**** EXERCISE INPUT ****
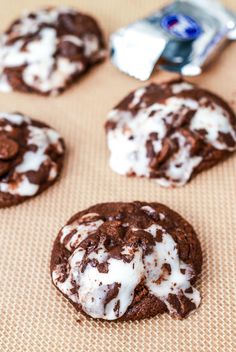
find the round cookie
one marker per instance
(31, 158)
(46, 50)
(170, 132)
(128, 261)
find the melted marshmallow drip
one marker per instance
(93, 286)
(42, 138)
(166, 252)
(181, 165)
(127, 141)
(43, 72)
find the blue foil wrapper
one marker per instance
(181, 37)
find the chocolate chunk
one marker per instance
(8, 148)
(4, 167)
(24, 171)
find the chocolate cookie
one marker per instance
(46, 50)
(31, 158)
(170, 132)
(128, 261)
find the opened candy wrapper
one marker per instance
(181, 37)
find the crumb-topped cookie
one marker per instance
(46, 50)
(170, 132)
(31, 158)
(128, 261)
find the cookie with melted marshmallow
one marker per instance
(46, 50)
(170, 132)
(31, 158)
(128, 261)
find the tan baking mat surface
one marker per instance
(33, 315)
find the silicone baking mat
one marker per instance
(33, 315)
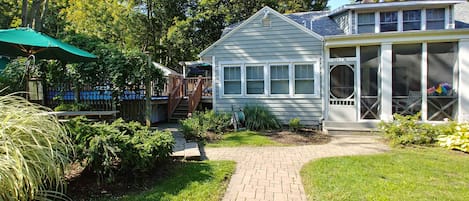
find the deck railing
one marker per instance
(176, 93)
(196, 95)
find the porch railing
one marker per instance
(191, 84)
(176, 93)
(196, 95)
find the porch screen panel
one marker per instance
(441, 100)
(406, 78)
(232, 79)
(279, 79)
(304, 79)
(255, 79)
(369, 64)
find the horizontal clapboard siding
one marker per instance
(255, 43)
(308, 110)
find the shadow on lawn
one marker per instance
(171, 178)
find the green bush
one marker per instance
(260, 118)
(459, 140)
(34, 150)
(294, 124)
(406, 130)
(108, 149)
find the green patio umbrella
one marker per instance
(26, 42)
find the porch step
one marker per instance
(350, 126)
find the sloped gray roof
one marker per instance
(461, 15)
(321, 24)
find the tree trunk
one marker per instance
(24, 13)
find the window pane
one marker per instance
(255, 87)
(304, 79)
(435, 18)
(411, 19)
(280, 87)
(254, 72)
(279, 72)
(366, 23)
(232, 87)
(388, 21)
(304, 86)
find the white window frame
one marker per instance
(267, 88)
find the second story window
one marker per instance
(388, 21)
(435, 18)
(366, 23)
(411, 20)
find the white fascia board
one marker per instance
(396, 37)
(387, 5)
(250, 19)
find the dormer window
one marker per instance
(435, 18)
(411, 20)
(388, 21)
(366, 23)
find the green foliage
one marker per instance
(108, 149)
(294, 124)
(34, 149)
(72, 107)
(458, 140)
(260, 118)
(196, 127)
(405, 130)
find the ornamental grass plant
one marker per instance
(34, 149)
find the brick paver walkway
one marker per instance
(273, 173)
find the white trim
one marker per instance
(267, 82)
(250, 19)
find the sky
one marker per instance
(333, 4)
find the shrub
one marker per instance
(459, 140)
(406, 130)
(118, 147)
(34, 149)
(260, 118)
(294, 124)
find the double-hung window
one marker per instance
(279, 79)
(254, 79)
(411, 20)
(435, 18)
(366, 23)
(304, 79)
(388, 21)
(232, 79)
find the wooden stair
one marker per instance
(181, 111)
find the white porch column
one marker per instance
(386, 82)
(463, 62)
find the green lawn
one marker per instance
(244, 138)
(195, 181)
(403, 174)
****
**** EXERCISE INPUT ****
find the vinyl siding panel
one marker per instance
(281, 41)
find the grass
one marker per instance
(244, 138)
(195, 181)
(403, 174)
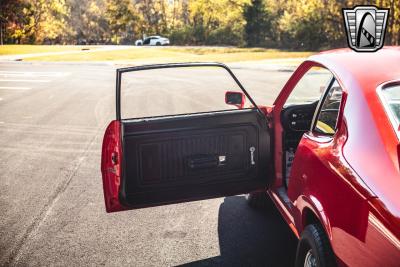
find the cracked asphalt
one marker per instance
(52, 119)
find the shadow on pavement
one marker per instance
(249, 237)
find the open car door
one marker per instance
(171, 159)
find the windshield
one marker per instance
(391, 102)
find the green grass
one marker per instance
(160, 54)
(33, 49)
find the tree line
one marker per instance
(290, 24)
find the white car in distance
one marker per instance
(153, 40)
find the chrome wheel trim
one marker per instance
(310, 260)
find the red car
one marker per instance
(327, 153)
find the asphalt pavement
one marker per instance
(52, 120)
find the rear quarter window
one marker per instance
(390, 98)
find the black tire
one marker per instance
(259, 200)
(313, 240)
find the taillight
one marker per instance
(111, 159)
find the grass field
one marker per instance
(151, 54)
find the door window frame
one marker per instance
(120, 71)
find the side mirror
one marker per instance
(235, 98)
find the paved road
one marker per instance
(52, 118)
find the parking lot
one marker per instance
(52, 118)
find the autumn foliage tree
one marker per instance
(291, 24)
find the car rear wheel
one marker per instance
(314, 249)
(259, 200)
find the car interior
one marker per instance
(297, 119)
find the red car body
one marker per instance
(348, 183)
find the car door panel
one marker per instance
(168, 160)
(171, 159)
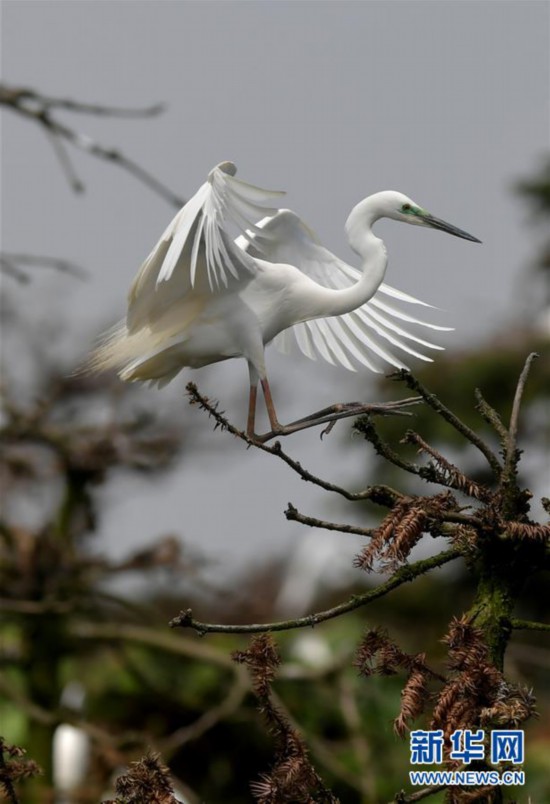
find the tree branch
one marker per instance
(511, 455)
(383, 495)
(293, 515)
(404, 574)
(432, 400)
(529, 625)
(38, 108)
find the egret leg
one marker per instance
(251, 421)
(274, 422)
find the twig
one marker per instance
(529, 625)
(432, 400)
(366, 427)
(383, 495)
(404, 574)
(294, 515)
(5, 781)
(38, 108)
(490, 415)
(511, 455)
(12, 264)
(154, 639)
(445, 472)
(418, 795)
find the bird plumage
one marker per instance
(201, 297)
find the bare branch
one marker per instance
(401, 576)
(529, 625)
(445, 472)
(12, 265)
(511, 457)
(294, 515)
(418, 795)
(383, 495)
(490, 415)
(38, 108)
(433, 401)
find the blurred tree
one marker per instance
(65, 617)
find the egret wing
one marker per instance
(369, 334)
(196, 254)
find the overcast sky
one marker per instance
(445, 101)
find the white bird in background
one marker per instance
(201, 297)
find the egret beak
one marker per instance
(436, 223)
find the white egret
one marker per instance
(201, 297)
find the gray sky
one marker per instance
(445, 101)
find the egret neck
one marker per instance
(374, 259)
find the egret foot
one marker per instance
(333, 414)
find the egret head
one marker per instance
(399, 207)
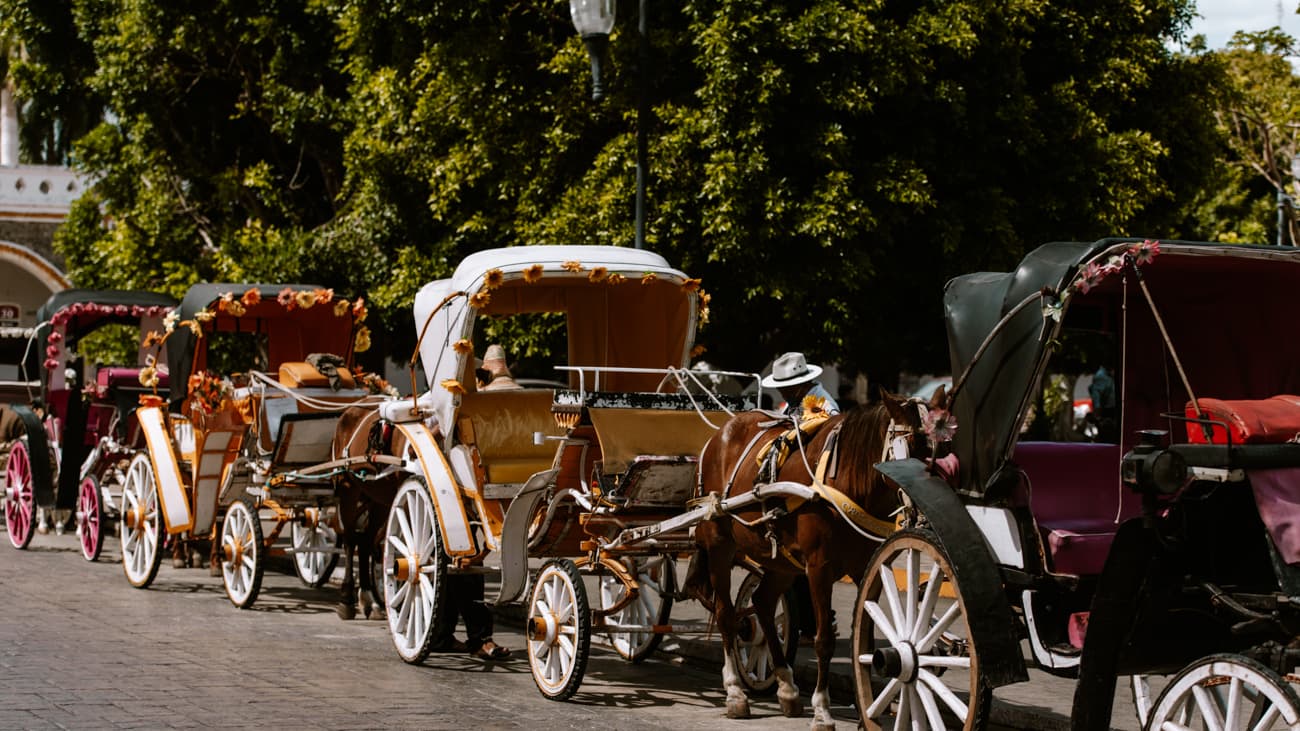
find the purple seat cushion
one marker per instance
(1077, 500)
****
**** EXERCISE INPUT ****
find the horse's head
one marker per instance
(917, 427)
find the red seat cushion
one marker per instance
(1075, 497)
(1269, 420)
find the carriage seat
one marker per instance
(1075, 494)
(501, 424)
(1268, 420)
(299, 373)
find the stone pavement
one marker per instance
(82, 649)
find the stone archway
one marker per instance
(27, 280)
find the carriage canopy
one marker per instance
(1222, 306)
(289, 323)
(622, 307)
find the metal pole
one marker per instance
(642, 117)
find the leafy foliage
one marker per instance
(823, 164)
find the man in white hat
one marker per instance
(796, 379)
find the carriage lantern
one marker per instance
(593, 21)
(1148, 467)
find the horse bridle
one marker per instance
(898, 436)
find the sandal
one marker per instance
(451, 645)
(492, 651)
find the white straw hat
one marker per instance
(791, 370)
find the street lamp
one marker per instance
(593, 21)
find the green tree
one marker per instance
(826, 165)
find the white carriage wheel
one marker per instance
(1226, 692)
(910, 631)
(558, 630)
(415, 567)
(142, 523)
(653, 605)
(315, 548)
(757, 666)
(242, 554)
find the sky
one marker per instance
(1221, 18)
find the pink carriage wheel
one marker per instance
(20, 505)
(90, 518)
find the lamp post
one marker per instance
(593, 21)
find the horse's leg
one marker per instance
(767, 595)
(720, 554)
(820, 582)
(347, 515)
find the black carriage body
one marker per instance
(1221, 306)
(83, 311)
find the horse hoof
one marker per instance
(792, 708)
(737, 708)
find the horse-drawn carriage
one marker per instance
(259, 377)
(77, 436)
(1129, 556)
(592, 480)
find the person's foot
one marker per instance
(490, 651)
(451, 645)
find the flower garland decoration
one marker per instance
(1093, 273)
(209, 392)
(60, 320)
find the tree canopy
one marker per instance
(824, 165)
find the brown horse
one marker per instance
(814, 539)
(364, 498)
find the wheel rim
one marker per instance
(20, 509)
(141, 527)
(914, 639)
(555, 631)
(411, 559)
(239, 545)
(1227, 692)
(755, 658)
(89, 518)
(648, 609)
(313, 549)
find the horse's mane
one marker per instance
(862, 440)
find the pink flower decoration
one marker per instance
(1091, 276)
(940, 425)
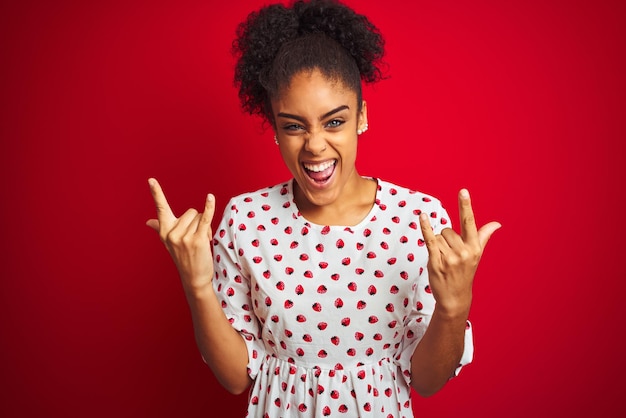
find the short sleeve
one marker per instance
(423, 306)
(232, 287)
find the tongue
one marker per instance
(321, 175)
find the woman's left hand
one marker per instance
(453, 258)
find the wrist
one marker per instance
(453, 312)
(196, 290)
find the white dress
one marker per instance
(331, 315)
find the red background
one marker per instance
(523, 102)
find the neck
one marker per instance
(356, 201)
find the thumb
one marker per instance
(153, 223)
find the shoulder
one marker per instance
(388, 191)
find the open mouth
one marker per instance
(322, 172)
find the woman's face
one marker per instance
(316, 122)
****
All lines above starting at the one with "find the round cookie" and ending at the one with "find the white window frame", inclusive, are to be printed again exactly, with the pictures left out.

▶ EXERCISE RESULT
find the round cookie
one marker per instance
(31, 158)
(46, 50)
(170, 132)
(128, 261)
find the melted marshmallow drip
one marker per instance
(93, 286)
(42, 138)
(166, 252)
(181, 165)
(127, 141)
(43, 72)
find the blue foil wrapper
one marker per instance
(181, 37)
find the chocolate chunk
one marker per instance
(8, 148)
(4, 167)
(24, 171)
find the chocolate cookie
one marker per instance
(46, 50)
(31, 158)
(170, 132)
(128, 261)
find the opened candy wrapper
one marker per instance
(181, 37)
find the crumb-topped cookie
one marker per instance
(46, 50)
(170, 132)
(31, 158)
(128, 261)
find the cookie with melted marshmallow
one marker per instance
(46, 50)
(170, 132)
(31, 158)
(128, 261)
find the tan baking mat surface
one marker per instance
(33, 315)
find the silicone baking mat
one marker per instance
(33, 315)
find the deck railing
one marker per instance
(176, 93)
(196, 95)
find the porch railing
one marker per instance
(191, 84)
(176, 93)
(196, 95)
find the porch screen panel
one marker per instance
(441, 100)
(406, 78)
(232, 79)
(279, 79)
(304, 79)
(255, 79)
(369, 64)
find the horizontal clapboard siding
one marker per instance
(255, 43)
(308, 110)
find the shadow on lawn
one marker per instance
(171, 178)
find the green bush
one marker per instance
(260, 118)
(459, 140)
(34, 150)
(294, 124)
(406, 130)
(108, 149)
find the green patio umbrella
one marker per instance
(26, 42)
find the porch step
one marker per instance
(350, 126)
find the sloped gray roof
one marker per instance
(461, 15)
(321, 24)
find the tree trunk
one marker per instance
(24, 13)
find the window pane
one marker per instance
(255, 87)
(304, 79)
(435, 18)
(411, 19)
(280, 87)
(254, 72)
(279, 72)
(366, 23)
(232, 87)
(388, 21)
(304, 86)
find the white window frame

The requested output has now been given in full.